WRITTEN PROBLEM -> Format every one of the rows below as a numbered list, and leave out any blank lines.

(Data items)
○ ○ ○ ○ ○ ○ ○

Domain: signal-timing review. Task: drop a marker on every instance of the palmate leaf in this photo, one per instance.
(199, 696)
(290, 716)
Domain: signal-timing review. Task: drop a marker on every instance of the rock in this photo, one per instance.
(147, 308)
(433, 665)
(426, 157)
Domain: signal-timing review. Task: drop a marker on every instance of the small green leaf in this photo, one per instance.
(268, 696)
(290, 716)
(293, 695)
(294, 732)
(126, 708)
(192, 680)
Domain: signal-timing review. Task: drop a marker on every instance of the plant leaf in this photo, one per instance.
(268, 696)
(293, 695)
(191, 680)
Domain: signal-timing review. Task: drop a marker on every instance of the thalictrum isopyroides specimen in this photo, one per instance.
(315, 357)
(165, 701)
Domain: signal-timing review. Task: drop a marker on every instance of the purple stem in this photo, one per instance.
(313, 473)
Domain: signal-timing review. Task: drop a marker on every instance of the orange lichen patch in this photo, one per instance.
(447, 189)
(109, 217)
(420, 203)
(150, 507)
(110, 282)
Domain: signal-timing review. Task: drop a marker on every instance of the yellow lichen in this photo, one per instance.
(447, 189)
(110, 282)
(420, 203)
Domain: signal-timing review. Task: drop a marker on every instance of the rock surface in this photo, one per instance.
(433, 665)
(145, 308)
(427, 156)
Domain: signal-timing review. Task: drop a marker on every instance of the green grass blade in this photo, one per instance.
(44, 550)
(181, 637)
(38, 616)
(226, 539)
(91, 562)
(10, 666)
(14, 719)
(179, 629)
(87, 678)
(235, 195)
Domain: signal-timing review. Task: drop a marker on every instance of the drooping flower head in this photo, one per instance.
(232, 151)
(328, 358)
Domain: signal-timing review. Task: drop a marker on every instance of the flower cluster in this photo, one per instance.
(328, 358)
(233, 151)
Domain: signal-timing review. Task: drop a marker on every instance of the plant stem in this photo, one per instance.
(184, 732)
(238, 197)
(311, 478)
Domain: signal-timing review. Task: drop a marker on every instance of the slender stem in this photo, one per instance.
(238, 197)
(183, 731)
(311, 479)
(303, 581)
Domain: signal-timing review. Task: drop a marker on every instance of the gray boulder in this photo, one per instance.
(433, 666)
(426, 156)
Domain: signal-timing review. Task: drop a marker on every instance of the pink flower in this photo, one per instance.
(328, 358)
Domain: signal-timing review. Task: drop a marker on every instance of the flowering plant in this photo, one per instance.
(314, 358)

○ ○ ○ ○ ○ ○ ○

FINISHED ANSWER ->
1. Domain: signal-timing review. Task: drop a marker on every instance of the palmate leaf in this photo, one per instance.
2. (199, 696)
3. (290, 716)
4. Domain: signal-timing review. Task: drop a marker on every instance of the rock in this photo, one per instance.
5. (147, 308)
6. (433, 665)
7. (426, 157)
8. Domain: signal-timing review. Task: drop a marker on every instance of the small green leaf in this photo, one per instance.
9. (268, 696)
10. (290, 716)
11. (293, 695)
12. (294, 732)
13. (126, 708)
14. (192, 680)
15. Domain: signal-timing review. Task: drop a marker on every instance of the plant leaf in this photo, one per instance.
16. (268, 696)
17. (293, 695)
18. (191, 680)
19. Domain: signal-timing review. Task: drop a marker on every instance of the thalictrum isopyroides specimen in this photo, one per instance.
20. (315, 357)
21. (165, 701)
22. Domain: signal-timing review. Task: drop a marker on every instance of the purple stem in this photo, one per instance.
23. (313, 473)
24. Domain: signal-timing review. Task: drop a marker on every instance of the orange lichen patch in this photo, one per instance.
25. (447, 189)
26. (109, 217)
27. (420, 203)
28. (150, 507)
29. (110, 282)
30. Domain: signal-timing review. Task: drop a marker on every instance of the yellow lichen in this photo, one per instance.
31. (447, 189)
32. (110, 282)
33. (420, 203)
34. Domain: signal-timing review. Task: drop a marker on every instance of the rock surface in this photo, one per instance.
35. (433, 665)
36. (145, 308)
37. (427, 156)
38. Domain: signal-timing review. Task: drop a marker on every instance of the green grass blade in this photo, one per instance.
39. (44, 550)
40. (181, 637)
41. (38, 616)
42. (226, 539)
43. (91, 562)
44. (10, 666)
45. (14, 719)
46. (179, 629)
47. (87, 678)
48. (235, 195)
49. Domain: signal-timing review. Task: drop a marker on every instance of the drooping flower head in this photo, one per instance.
50. (232, 151)
51. (328, 358)
52. Domain: signal-timing review. Task: drop a marker on every instance of the flower cluster in this photo, one per instance.
53. (328, 358)
54. (233, 151)
55. Domain: signal-timing review. Task: drop a marker on every instance of the plant stem in this photo, one per instance.
56. (184, 732)
57. (238, 197)
58. (311, 478)
59. Domain: signal-timing review. Task: drop a marker on every instance of the slender stem in this photo, one per instance.
60. (238, 197)
61. (183, 731)
62. (311, 479)
63. (303, 581)
64. Domain: signal-timing review. Task: drop a marker on every instance of the gray boulder in this photo, one per instance.
65. (433, 666)
66. (426, 156)
67. Domain: signal-timing review. Task: drop a marker on every instance of the pink flower in this photo, one per instance.
68. (328, 358)
69. Domain: signal-timing review. Task: drop a marker on every instance of the flowering plant in this photo, one per instance.
70. (314, 358)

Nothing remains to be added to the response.